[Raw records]
______________________________

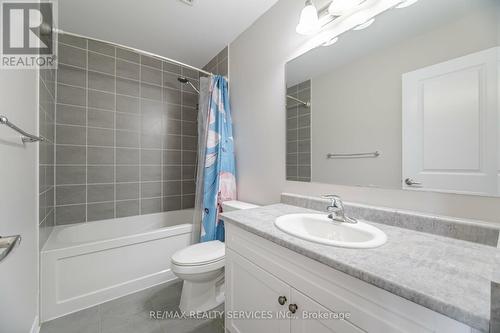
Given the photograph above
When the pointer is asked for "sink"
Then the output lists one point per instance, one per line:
(319, 228)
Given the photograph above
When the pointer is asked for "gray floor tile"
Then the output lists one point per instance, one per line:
(131, 314)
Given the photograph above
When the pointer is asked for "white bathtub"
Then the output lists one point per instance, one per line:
(90, 263)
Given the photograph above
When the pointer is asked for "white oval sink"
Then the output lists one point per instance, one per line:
(319, 228)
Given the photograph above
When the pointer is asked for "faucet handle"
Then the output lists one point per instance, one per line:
(330, 196)
(334, 198)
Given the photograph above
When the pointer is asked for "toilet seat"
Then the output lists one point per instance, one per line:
(202, 254)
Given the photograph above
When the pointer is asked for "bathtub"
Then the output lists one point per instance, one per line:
(86, 264)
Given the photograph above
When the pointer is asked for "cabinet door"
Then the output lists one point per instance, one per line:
(450, 125)
(251, 291)
(313, 317)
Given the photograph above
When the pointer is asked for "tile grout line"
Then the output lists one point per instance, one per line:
(86, 128)
(115, 205)
(140, 134)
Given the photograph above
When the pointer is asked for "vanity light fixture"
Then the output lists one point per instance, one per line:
(309, 20)
(330, 41)
(364, 25)
(341, 7)
(406, 3)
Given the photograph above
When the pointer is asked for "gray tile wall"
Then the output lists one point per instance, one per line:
(126, 133)
(219, 64)
(46, 110)
(298, 134)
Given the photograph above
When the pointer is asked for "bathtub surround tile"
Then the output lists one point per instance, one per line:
(70, 115)
(101, 47)
(100, 174)
(70, 155)
(127, 191)
(71, 95)
(100, 118)
(127, 208)
(101, 63)
(70, 214)
(150, 206)
(71, 75)
(101, 100)
(70, 194)
(73, 56)
(70, 175)
(100, 155)
(126, 134)
(100, 211)
(100, 81)
(126, 69)
(100, 193)
(127, 104)
(461, 229)
(172, 203)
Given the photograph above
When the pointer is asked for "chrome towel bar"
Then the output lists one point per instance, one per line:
(26, 137)
(374, 154)
(7, 244)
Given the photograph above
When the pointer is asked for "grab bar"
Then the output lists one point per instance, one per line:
(374, 154)
(25, 137)
(7, 244)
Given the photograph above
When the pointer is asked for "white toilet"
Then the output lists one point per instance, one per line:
(201, 266)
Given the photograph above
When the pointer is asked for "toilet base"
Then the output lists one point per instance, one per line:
(202, 296)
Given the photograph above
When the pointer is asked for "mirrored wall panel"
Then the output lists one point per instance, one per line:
(410, 101)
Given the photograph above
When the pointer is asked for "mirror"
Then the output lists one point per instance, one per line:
(411, 102)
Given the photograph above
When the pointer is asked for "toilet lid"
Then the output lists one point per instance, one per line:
(199, 254)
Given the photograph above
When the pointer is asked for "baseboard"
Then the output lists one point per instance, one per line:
(35, 328)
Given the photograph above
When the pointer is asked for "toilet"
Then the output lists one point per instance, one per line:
(201, 267)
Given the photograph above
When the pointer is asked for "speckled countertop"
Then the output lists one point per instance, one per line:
(446, 275)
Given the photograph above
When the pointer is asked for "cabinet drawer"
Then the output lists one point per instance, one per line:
(372, 309)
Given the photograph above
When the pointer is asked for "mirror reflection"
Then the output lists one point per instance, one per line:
(410, 101)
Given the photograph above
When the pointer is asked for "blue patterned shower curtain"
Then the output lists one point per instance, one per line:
(219, 182)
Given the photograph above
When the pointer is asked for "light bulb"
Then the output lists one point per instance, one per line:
(406, 3)
(309, 21)
(330, 42)
(365, 25)
(341, 7)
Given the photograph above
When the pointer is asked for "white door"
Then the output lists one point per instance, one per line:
(251, 291)
(19, 201)
(450, 125)
(313, 317)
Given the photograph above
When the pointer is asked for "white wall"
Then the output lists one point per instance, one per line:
(257, 66)
(19, 201)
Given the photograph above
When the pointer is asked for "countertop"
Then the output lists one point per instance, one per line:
(446, 275)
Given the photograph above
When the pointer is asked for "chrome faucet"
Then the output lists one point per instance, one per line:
(336, 210)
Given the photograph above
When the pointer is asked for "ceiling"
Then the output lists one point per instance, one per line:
(191, 34)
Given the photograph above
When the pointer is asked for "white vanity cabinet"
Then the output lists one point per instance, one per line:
(269, 281)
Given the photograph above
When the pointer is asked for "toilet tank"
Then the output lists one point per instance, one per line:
(228, 206)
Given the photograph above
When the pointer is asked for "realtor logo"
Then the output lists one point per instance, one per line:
(28, 36)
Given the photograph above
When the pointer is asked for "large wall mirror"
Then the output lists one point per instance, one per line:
(411, 102)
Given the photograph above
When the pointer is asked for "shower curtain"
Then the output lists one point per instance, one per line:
(216, 180)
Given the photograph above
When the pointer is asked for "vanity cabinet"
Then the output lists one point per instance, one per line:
(269, 282)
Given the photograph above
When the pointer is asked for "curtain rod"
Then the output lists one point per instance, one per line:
(137, 51)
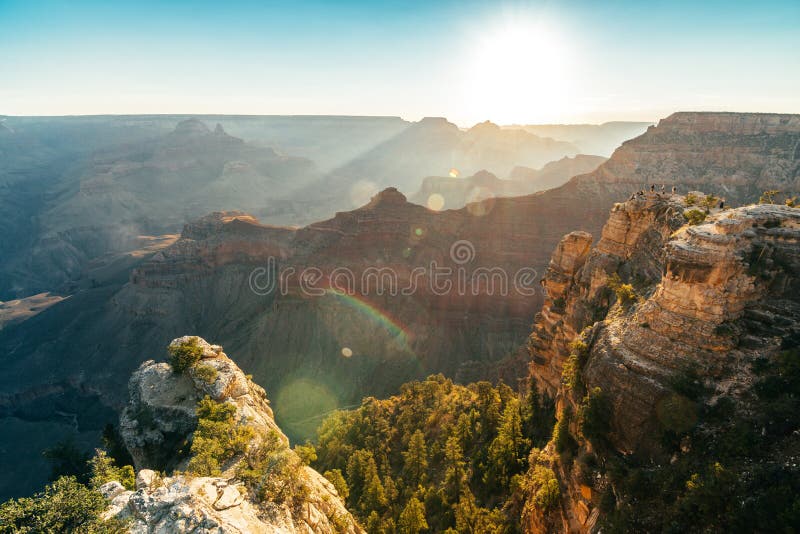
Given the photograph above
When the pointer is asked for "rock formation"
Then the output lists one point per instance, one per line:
(712, 298)
(201, 283)
(457, 191)
(160, 419)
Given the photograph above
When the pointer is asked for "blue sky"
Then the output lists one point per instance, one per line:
(508, 62)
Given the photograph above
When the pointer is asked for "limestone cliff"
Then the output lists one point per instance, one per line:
(157, 427)
(710, 300)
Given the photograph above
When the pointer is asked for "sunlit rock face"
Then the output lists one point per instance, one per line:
(292, 344)
(157, 424)
(292, 338)
(713, 297)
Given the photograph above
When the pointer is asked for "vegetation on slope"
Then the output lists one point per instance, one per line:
(437, 456)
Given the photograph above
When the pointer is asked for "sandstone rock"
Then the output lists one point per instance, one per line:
(109, 490)
(145, 478)
(160, 418)
(717, 295)
(231, 496)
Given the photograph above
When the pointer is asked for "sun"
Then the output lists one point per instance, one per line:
(518, 71)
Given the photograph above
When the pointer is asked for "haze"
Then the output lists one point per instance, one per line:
(511, 62)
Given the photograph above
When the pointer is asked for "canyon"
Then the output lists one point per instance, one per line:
(73, 358)
(707, 301)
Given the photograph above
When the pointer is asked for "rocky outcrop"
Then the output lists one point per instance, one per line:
(576, 282)
(158, 424)
(735, 155)
(712, 298)
(457, 191)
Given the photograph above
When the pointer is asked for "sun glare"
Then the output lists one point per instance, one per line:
(519, 71)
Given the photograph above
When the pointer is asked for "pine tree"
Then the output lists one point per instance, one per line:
(416, 460)
(412, 520)
(507, 451)
(455, 476)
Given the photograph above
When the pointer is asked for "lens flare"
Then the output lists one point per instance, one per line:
(480, 201)
(436, 202)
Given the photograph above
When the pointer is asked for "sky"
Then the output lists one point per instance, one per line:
(505, 61)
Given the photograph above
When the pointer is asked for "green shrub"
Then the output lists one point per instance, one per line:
(571, 372)
(709, 201)
(562, 437)
(271, 473)
(205, 372)
(63, 506)
(103, 470)
(306, 452)
(626, 295)
(185, 355)
(694, 217)
(548, 492)
(218, 437)
(335, 477)
(594, 416)
(768, 197)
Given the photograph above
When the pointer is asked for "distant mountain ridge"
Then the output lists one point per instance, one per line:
(74, 356)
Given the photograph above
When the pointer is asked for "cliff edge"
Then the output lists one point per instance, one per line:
(230, 467)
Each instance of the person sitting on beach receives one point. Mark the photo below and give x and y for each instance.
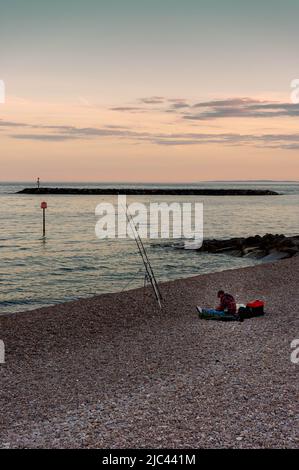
(227, 305)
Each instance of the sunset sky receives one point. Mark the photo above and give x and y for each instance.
(149, 90)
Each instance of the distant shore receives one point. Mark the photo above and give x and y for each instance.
(151, 191)
(114, 371)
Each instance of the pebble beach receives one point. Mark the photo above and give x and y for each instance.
(114, 371)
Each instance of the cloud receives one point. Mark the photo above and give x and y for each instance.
(12, 124)
(240, 108)
(153, 100)
(43, 137)
(131, 109)
(64, 133)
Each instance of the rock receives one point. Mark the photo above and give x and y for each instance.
(269, 247)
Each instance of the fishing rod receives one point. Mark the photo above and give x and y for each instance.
(148, 267)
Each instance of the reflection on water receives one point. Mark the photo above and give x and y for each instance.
(73, 263)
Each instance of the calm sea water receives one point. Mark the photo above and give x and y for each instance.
(73, 263)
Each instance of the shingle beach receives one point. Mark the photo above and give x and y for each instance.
(115, 372)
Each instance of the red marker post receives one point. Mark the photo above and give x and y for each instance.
(44, 206)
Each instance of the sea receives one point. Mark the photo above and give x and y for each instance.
(71, 262)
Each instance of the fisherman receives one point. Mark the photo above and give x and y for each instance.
(227, 305)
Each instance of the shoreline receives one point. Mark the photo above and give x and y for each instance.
(110, 372)
(150, 191)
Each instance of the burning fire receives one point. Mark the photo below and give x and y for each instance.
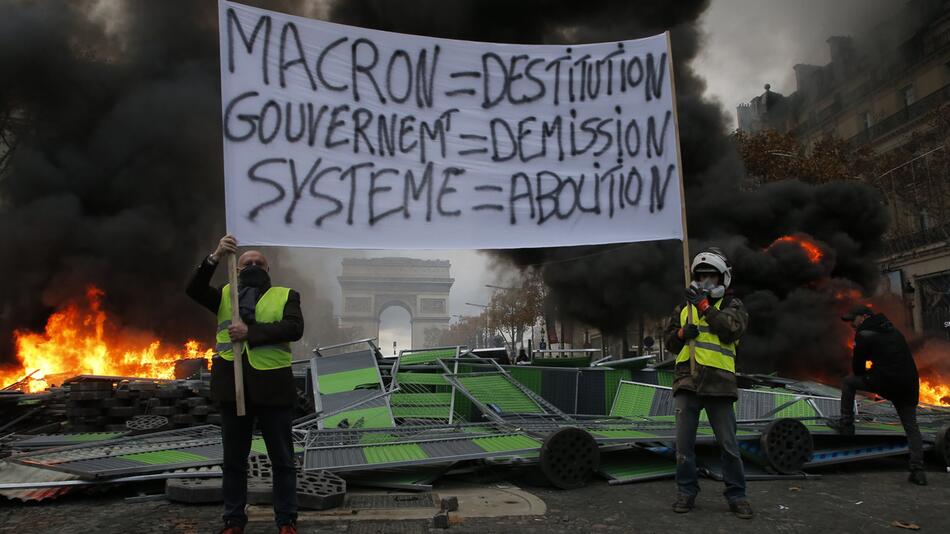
(812, 250)
(935, 394)
(80, 339)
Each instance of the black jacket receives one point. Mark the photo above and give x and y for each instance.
(729, 323)
(893, 373)
(261, 388)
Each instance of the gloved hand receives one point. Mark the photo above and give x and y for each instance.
(227, 245)
(688, 332)
(697, 296)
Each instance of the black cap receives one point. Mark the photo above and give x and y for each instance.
(856, 311)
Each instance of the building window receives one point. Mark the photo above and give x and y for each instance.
(907, 95)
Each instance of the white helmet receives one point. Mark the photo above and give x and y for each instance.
(713, 259)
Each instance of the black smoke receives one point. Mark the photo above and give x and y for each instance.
(115, 178)
(794, 304)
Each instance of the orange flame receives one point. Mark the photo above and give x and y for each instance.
(80, 339)
(934, 394)
(812, 250)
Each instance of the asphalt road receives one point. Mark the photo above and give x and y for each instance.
(861, 498)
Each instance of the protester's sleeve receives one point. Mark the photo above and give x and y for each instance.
(862, 351)
(673, 343)
(199, 286)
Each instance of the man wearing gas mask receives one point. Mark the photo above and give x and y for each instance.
(270, 320)
(712, 321)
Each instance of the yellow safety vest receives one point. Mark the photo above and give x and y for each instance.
(710, 351)
(269, 309)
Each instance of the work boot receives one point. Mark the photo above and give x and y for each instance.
(742, 509)
(843, 425)
(684, 503)
(918, 477)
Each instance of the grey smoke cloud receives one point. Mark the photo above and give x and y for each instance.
(749, 43)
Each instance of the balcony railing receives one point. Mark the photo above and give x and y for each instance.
(904, 242)
(908, 114)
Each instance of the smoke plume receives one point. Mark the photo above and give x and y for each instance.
(114, 177)
(794, 303)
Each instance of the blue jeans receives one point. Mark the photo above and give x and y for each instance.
(723, 422)
(236, 434)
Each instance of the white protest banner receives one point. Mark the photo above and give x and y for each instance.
(336, 136)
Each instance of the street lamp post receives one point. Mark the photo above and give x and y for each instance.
(487, 319)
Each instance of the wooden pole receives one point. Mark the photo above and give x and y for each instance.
(236, 347)
(679, 164)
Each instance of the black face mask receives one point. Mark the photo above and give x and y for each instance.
(253, 276)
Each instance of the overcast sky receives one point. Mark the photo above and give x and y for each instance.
(753, 42)
(748, 43)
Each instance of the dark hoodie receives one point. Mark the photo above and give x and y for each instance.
(893, 373)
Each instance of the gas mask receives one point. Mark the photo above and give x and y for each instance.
(253, 276)
(711, 283)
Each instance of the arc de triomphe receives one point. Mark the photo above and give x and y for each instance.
(421, 287)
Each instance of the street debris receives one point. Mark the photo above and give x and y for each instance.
(404, 422)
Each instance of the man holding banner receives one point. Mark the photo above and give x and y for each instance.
(270, 319)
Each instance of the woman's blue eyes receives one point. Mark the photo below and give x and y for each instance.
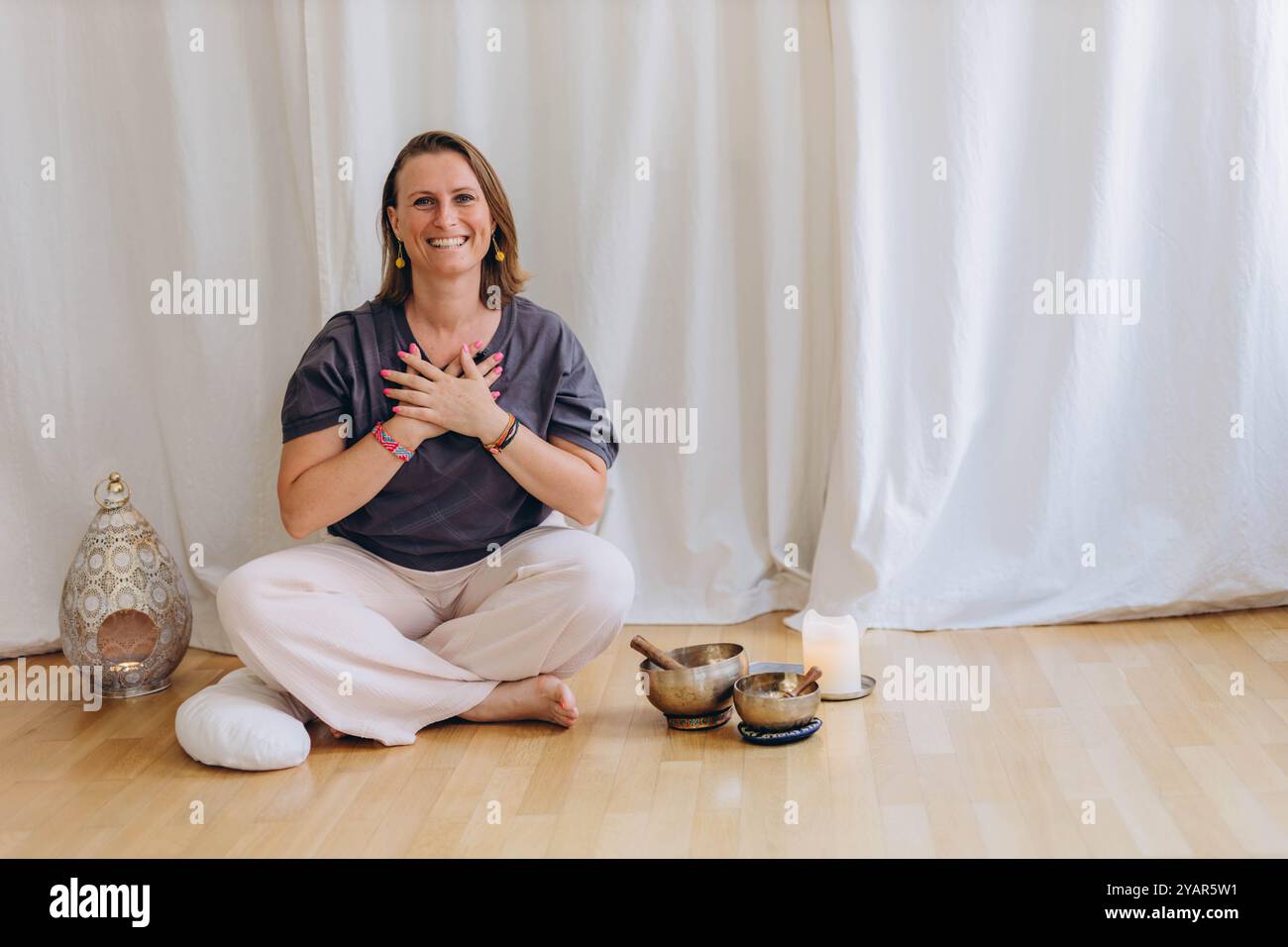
(471, 197)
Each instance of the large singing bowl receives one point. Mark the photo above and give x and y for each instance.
(704, 685)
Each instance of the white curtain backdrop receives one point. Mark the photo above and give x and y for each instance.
(829, 264)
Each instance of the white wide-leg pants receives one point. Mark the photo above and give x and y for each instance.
(380, 651)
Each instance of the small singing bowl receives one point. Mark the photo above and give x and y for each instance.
(703, 685)
(760, 709)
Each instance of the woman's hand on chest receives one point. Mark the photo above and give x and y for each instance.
(447, 399)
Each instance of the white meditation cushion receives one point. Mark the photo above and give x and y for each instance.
(243, 723)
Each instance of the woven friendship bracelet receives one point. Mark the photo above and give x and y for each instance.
(509, 437)
(506, 436)
(389, 444)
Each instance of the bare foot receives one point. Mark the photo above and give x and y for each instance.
(544, 697)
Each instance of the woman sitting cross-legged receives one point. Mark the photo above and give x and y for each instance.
(432, 431)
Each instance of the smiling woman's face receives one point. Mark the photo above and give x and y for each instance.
(439, 201)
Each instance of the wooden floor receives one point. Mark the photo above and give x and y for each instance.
(1134, 718)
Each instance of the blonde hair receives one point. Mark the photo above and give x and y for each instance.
(506, 274)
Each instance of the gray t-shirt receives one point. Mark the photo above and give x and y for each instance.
(446, 504)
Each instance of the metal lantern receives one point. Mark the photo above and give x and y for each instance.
(124, 607)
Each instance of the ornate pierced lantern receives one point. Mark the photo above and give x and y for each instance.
(124, 607)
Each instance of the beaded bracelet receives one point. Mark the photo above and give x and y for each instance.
(505, 442)
(389, 444)
(506, 436)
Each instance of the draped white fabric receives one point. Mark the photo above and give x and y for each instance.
(810, 230)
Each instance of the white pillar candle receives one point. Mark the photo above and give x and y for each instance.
(833, 646)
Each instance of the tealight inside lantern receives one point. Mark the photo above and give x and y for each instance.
(832, 643)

______________________________

▸ **WRITTEN PROBLEM**:
In the listing above, find the line containing "Each instance of the wooden floor", then reproduce it and each line after it through the end, exactly and with nothing added.

▸ **ANSWER TO THIS PROBLEM**:
Each instance of the wooden floor receives one point. Mark the photo above and give x and y for each instance.
(1134, 718)
Each instance of the blonde hair receives one point. Mark the photo above and give x and y for each instance.
(506, 274)
Each instance of the gray t-shirt receives one point. Mark the photo above and give x and y for each instance.
(446, 504)
Each instance of the metal lantern receives one point. Mark the photo above and give x and y for each instance.
(124, 607)
Each instance of the ornate pierced lantern receives one point. Mark the photo above and give x and y for each instance.
(124, 607)
Each instance of the beaded bracelet receives one point. Mark the photo above and give x and y for each instance.
(505, 442)
(389, 444)
(506, 436)
Each instance of the draped white fabric receives one point. Mark the photo above and give x and y for each instance.
(810, 230)
Each instance of the white pillar candle receives one point. Mark the photo above and give x and y for each instance.
(833, 646)
Each instance of the tealight inside lantern receives one point. Mark the photo above and give x and y for each instance.
(832, 643)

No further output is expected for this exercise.